→ Zu erledigende Aufgaben:
(a) Gib im Text über Lady GaGa den Absatz, der mit „Als eines der ersten portraitierte sie“ beginnt, in kürzerer Form wieder und behalte seine wichtigsten Fakten bei.
(b) Liste alle Namen von Personen, Musikgruppen und Zeitschriften auf, die im Text über Lady GaGa genannt werden.

→ Quelle:
──────────
Die 23-jährige Lady GaGa ist einer der illustresten Stars der Gegenwart. Über die Sängerin ist bereits eine Menge geschrieben worden. Beim Lesen bereits erschienener Artikel sollte sich daher ein umfassendes Bild ergeben. Ein Portrait in Presse- und Selbstaussagen.

Als eines der ersten portraitierte sie das US-amerikanische W-Magazine im Oktober 2007 unter dem Titel “Going GaGa for Lady Gaga”. Darin erwähnt die damals noch brünette und bis dahin ausschließlich zu lokaler Berühmtheit gelangte New Yorkerin ihre früheren Tätigkeiten als Strip-Tänzerin und Songschreiberin für Britney Spears und die Pussycat Dolls.
──────────
→ Bereitgestelltes Material:
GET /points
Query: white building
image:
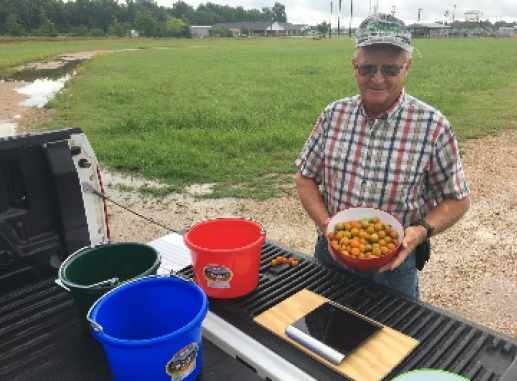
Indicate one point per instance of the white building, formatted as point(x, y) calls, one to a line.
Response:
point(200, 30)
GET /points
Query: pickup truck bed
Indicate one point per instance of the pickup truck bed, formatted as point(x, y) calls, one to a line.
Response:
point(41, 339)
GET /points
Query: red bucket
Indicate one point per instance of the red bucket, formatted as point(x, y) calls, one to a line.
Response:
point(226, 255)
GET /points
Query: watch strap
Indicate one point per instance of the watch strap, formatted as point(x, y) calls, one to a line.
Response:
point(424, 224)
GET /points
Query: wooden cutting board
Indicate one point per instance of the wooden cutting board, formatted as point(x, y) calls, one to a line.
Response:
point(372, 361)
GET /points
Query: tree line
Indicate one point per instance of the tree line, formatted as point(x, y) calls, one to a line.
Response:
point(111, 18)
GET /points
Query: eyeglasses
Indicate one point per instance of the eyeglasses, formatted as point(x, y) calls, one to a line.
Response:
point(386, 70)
──────────
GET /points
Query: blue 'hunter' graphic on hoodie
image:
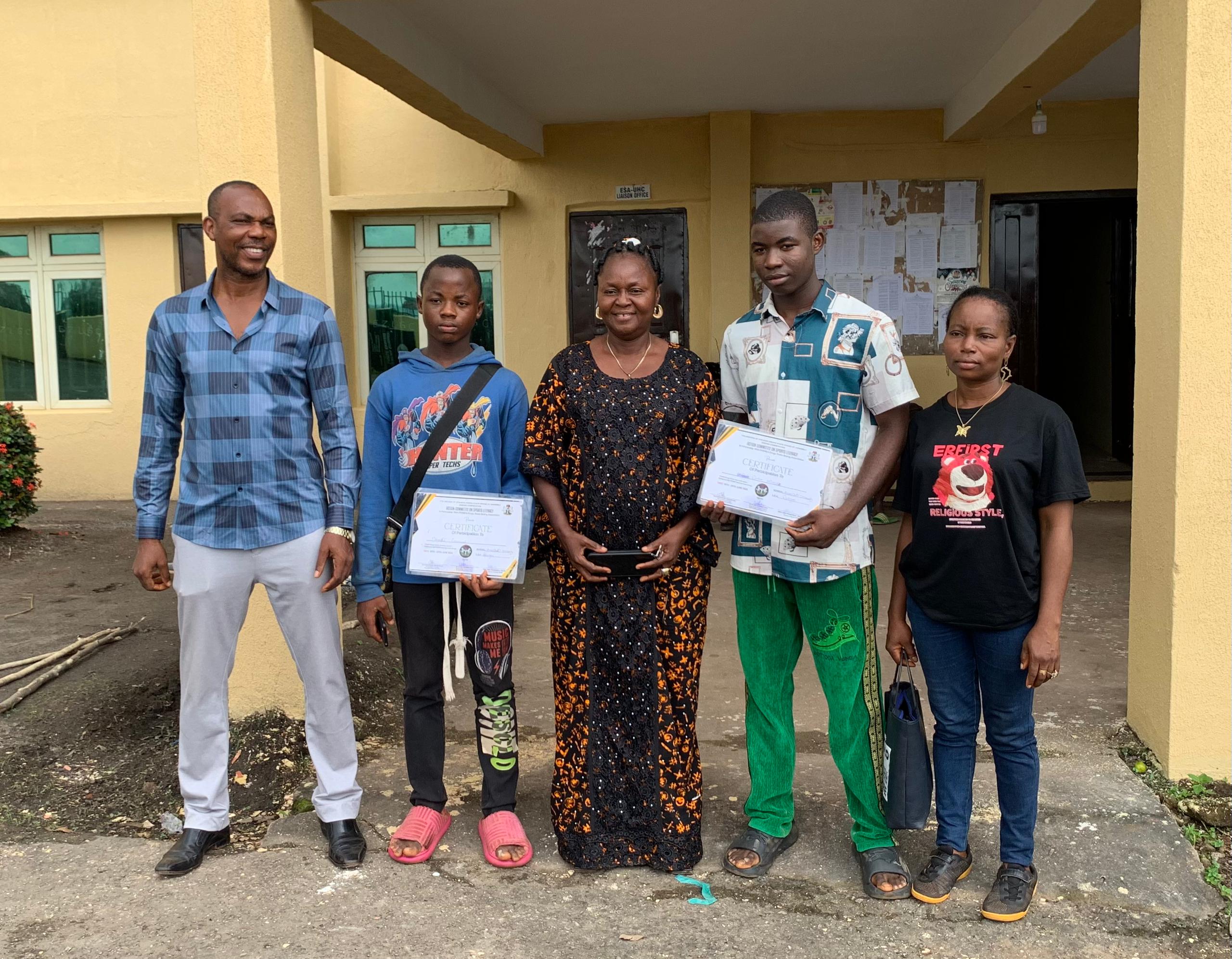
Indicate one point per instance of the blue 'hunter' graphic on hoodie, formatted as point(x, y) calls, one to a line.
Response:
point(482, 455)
──────────
→ Lösungen der Aufgaben:
(a) Im Oktober 2007 portraitierte das US-amerikanische W-Magazine Lady GaGa unter dem Titel „Going GaGa for Lady Gaga“. Darin erwähnt die damals brünette und nur lokal bekannte New Yorkerin, dass sie früher als Strip-Tänzerin und als Songschreiberin für Britney Spears und die Pussycat Dolls tätig war.

(b)
- Lady GaGa
- W-Magazine
- Britney Spears
- Pussycat Dolls